> **TASK STATEMENT**
Set down the records that follow in full and without changes.

> **INFORMATION PROVIDED**
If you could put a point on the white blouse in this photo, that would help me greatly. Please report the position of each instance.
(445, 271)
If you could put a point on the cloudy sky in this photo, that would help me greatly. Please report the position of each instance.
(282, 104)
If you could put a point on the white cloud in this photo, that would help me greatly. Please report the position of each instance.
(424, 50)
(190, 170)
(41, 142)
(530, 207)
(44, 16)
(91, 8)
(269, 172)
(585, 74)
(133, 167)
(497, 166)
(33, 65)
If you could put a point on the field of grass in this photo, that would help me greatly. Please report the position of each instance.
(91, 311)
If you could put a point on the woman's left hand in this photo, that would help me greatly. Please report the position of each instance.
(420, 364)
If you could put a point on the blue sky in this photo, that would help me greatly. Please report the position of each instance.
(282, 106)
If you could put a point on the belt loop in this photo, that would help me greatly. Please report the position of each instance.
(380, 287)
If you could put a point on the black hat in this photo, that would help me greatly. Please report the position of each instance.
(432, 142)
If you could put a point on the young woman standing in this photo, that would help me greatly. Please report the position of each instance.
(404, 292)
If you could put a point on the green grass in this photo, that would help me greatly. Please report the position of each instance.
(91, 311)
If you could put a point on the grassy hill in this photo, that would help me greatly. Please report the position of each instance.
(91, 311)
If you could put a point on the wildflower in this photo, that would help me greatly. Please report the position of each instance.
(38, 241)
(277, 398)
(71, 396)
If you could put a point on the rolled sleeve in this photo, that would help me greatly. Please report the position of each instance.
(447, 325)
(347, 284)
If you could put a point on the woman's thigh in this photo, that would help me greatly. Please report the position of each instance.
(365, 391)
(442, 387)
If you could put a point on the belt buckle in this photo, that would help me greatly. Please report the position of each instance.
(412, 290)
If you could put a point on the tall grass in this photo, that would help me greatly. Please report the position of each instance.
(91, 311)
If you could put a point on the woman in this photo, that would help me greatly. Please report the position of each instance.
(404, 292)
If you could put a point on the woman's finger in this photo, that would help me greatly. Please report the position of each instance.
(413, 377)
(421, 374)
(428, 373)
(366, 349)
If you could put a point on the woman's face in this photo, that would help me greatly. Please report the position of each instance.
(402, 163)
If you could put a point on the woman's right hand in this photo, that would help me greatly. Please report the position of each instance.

> **TASK ANSWER**
If you could put a point on the white blouse in this photo, that would help me greatly. Please report the position of each instance.
(445, 271)
If you could put a point on the cloudy sky in this photo, that would help me greatly. Please report the position of each instance.
(282, 104)
If you could put a point on the white cloud in this photo, that would help me greatly. Please report the position of each instance.
(424, 50)
(190, 170)
(41, 142)
(530, 207)
(44, 16)
(91, 8)
(269, 172)
(585, 74)
(133, 167)
(497, 166)
(33, 65)
If you could put a point on the field of grass in this photo, that would help me greatly. Please report the position of each instance.
(91, 311)
If you could put a point on the woman's left hand in this photo, that would help me greatly. Please report the position of each instance.
(420, 364)
If you could put a point on the blue sky in this photo, that would help me greatly. Please report the position of each instance.
(282, 106)
If you could put a point on the belt loop in this photo, that would help me greatly. Please report the position of each instance.
(380, 287)
If you could put a point on the black hat in this photo, that would help me greatly. Please report the position of each instance.
(432, 142)
If you could put a point on the young woman standing in this photo, that would help me greatly. Please report the position of each instance.
(404, 292)
If you could put a point on the green grass in this photo, that would help me greatly. Please report the position of each instance.
(91, 311)
If you could put a point on the grassy hill in this photo, that would help me greatly. Please report the position of each instance.
(91, 311)
If you could put a point on the wildflower in this photo, that would help me greatly. Please report the position of each instance.
(38, 241)
(277, 398)
(71, 396)
If you could put a point on the rolled sleeve in this photo, that would help me greatly. Please report the position of each instance.
(447, 325)
(347, 284)
If you could put a point on the woman's thigh in this photo, that would help me greatly. Please report the position of each instance.
(365, 391)
(442, 387)
If you could put a point on the belt buckle in this photo, that would help me greatly. Please report the position of each instance.
(412, 290)
If you could put a point on the tall grass in this photo, that would help me greatly. Please report the position of each instance.
(91, 311)
If you could put a point on the woman in this photo, that would help me greatly. Please report the position of each instance.
(404, 292)
If you could put a point on the woman's finger in this photo, that would help me greatly. Please report the position of each instance.
(413, 377)
(421, 374)
(428, 373)
(366, 349)
If you could put a point on the woman's face in this photo, that would help me greatly. Please report the position of each instance.
(402, 163)
If you could put a point on the woman's right hand in this photo, that would help me greatly. Please report the position of each instance.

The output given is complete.